Assignment 1
Transcribe the section of the passage on the didgeridoo and sleep apnea that opens with the words containing "The didgeridoo is" and closes with "or drone pipes.".
Assignment 2
In the passage on the didgeridoo and sleep apnea, list the body parts whose muscles Orofacial Myofunctional Therapy is said to retrain.

Supplied passage
==========

The didgeridoo is a very long cylindrical musical instrument belonging to the “wind family”. It was invented over 1,500 years ago, by Indigenous Australians. Didgeridoos are very long, from 3 to 10 feet, and are sometimes called wooden trumpets or drone pipes.
In 2009, the results of a Brazilian research study revealed that people who learned to play the didgeridoo had some mild improvement in their sleep apnea (a decrease in their apnea-hypopnea index). This is thought to be related to the “circular breathing” required to play this instrument, which allows the player to create continuous sound without interruption. This technique entails breathing in through the nose, while at the same time, blowing out through the mouth into the instrument, using air that has been stored in the cheeks. Breathing this way is thought to strengthen the muscles in the upper airway, making them less likely to collapse during sleep.
There have been other similar small research studies, also pointing to the possibility that strengthening the muscles of the upper airway may provide some help with sleep apnea and snoring. In fact, the specialty field of Orofacial Myofunctional Therapy focuses on retraining the muscles of the lips, tongue, cheeks and face. During myofunctional therapy, therapists can use different techniques to strengthen the tongue muscle, stabilize the jaw and improve the “oral resting posture” during sleep. Oral resting posture refers how the tongue, teeth, and lips rest during sleep.
Myofunctional therapy for obstructive sleep apnea involves exercises and behavioral changes that can improve nose breathing and airflow during sleep. It is also a common treatment for children who have difficulty chewing, swallowing, speaking and breathing. While not a cure or first line treatment for sleep apnea, myofunctional therapy is used by some people along with other sleep apnea treatments to help them breathe better. After a consult and evaluation, a therapist will develop an individualized treatment plan, including daily exercises to be done at home. As with any exercise, a commitment to time will improve results.
Although CPAP is considered the most effective treatment for moderate to severe sleep apnea, more people are looking for alternative and holistic treatments to add to their current plans. If you are considering trying something new, it is important to first discuss with your doctor.

==========

Listed records

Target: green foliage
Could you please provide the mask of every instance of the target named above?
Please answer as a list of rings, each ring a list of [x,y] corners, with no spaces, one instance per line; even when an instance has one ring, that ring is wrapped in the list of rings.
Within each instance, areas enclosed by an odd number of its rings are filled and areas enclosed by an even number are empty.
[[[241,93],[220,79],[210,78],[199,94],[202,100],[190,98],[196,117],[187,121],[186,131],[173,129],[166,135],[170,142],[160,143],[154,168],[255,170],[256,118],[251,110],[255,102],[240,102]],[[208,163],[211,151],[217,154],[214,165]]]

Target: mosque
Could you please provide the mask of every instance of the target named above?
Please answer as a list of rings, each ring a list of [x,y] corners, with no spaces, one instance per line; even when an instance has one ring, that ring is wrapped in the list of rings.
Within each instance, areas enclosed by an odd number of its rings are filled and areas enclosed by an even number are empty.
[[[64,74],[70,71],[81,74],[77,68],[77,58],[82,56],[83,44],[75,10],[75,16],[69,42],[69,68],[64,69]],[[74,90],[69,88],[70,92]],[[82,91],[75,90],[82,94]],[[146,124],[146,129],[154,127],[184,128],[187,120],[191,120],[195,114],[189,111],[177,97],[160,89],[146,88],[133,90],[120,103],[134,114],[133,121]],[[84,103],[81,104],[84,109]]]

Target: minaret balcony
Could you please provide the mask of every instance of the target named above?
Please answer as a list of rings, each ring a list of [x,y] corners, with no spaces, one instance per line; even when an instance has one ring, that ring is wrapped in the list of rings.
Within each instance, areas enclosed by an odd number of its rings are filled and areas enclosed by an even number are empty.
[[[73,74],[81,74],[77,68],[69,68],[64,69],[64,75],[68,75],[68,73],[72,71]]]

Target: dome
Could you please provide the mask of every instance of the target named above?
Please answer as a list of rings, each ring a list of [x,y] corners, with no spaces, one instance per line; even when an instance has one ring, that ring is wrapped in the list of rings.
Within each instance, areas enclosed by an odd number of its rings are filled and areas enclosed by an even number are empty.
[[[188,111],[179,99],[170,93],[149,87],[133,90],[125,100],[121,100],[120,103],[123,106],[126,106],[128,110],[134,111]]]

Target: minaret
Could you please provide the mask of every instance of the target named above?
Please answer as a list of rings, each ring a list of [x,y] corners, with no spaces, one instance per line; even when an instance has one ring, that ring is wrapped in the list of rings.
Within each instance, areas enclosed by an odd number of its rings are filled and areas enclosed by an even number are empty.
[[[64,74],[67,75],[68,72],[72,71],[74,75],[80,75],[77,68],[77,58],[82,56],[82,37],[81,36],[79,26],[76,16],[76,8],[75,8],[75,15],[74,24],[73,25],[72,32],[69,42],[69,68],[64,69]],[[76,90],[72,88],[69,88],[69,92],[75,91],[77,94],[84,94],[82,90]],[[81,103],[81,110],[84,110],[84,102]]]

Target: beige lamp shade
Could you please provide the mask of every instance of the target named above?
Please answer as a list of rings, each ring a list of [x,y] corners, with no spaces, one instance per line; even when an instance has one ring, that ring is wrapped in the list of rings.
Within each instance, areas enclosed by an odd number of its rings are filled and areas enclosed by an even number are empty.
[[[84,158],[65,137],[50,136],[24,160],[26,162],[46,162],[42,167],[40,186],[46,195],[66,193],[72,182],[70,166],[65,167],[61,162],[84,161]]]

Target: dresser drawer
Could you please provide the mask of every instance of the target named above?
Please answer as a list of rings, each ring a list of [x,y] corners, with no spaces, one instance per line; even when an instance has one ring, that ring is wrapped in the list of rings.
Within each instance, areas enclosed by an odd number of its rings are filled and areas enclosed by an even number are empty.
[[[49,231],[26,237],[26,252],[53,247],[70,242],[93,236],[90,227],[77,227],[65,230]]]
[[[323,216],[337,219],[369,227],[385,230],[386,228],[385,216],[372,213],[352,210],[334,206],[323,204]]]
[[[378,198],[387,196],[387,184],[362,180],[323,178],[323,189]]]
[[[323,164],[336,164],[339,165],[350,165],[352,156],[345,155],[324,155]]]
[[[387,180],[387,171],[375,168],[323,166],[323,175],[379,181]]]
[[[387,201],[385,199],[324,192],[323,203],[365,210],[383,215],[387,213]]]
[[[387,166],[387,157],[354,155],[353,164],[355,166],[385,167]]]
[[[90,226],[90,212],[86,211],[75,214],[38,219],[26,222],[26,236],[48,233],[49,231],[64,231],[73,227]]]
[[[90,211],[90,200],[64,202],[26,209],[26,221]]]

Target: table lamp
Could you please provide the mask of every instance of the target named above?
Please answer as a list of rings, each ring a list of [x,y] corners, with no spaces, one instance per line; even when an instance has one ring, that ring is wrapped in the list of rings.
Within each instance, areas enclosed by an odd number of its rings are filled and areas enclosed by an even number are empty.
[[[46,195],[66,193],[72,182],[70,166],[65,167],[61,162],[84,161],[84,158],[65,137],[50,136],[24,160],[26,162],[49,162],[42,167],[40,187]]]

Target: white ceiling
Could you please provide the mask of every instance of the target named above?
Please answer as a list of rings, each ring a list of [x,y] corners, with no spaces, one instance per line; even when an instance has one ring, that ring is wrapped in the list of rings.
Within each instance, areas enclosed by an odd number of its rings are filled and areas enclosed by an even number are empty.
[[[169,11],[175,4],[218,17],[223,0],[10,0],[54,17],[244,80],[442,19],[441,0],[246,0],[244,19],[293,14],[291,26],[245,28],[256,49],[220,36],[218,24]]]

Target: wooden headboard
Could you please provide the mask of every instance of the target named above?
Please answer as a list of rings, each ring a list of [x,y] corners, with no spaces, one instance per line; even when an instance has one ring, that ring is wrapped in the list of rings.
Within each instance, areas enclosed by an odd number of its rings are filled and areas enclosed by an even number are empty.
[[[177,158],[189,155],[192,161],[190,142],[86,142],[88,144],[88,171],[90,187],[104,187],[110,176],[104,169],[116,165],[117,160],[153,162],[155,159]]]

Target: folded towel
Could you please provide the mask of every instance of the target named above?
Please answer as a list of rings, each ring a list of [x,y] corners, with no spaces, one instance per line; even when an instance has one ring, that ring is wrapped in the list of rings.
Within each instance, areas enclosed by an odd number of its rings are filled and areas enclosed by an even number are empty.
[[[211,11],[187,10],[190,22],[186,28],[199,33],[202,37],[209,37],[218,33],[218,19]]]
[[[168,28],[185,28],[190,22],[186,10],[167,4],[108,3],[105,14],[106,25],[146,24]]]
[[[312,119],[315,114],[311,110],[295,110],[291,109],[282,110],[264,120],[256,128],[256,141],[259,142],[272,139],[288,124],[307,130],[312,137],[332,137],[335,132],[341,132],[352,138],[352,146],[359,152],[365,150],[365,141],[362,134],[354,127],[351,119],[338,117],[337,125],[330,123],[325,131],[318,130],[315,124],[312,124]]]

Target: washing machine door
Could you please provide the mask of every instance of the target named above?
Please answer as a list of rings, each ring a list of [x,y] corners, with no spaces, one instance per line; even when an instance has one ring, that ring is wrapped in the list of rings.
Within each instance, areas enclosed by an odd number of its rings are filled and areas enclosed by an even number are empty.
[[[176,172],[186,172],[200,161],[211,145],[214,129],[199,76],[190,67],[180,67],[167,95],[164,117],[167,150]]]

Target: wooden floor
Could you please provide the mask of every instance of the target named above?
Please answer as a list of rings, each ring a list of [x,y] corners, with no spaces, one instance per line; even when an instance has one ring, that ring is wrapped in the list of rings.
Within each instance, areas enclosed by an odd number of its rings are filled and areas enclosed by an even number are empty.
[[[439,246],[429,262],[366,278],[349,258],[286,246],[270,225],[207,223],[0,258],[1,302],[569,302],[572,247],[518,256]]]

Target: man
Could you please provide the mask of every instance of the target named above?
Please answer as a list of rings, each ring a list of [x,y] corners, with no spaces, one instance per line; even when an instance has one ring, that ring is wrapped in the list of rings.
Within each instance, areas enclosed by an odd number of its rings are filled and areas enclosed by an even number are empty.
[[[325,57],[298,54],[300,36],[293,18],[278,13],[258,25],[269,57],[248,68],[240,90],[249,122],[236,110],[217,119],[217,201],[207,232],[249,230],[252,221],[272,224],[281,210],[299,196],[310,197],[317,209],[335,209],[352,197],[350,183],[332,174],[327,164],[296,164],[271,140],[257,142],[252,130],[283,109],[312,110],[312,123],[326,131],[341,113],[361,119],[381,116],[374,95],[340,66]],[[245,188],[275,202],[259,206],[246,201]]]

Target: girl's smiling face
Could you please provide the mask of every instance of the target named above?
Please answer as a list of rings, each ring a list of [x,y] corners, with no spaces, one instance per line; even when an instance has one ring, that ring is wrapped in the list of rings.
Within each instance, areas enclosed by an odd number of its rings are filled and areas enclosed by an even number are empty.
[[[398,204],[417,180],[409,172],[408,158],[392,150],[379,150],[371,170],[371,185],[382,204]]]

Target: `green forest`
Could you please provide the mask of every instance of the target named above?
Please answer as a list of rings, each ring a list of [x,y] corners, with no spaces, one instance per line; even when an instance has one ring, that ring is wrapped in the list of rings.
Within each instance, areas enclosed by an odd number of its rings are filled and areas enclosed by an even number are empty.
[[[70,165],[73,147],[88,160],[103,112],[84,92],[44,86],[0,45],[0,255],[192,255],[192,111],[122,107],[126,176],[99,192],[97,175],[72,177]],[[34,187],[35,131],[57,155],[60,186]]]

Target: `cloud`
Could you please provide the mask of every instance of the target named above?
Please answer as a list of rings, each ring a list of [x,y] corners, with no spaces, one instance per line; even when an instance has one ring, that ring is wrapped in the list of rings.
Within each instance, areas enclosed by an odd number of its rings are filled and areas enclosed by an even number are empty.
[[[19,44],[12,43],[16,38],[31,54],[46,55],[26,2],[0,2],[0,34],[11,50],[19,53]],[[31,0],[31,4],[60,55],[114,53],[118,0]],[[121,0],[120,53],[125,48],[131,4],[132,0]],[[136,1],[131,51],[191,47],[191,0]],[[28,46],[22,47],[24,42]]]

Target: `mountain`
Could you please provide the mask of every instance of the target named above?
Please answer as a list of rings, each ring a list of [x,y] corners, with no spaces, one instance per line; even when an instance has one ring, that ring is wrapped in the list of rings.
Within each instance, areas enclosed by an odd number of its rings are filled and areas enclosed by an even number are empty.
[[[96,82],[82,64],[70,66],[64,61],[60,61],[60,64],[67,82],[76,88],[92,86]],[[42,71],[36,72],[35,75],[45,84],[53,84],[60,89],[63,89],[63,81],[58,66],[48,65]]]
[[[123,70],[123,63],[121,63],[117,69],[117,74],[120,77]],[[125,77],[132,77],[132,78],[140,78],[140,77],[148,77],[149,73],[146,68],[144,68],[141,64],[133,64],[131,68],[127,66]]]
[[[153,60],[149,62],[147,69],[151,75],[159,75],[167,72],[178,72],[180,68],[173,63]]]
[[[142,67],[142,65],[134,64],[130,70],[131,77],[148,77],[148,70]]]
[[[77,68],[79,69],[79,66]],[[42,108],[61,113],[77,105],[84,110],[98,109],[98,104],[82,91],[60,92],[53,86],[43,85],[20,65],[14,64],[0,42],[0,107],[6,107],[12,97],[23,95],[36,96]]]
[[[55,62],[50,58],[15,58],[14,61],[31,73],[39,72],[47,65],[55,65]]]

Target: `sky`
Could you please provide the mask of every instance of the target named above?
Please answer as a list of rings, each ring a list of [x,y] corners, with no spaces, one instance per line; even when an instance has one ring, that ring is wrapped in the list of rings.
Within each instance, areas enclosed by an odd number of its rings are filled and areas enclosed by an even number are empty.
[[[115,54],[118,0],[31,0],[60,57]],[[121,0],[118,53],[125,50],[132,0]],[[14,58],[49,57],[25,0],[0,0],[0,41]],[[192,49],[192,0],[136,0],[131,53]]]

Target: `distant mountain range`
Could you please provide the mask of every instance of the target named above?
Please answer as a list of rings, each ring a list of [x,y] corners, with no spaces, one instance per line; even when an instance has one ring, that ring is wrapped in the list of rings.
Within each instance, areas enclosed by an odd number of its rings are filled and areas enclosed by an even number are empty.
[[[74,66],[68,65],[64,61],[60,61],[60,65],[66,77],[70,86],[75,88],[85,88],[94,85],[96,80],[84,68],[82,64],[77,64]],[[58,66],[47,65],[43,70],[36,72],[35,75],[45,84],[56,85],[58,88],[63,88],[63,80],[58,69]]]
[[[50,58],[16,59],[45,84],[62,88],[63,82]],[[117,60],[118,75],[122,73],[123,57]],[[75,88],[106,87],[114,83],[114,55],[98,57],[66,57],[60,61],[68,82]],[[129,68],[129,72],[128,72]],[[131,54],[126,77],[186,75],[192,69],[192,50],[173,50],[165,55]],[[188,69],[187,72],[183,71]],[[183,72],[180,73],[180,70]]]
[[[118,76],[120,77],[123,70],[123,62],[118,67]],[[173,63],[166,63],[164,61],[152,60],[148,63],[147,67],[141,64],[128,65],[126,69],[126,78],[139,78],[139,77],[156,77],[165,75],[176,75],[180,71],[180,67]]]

==========

Answer box 1
The didgeridoo is a very long cylindrical musical instrument belonging to the “wind family”. It was invented over 1,500 years ago, by Indigenous Australians. Didgeridoos are very long, from 3 to 10 feet, and are sometimes called wooden trumpets or drone pipes.

Answer box 2
Lips, tongue, cheeks, face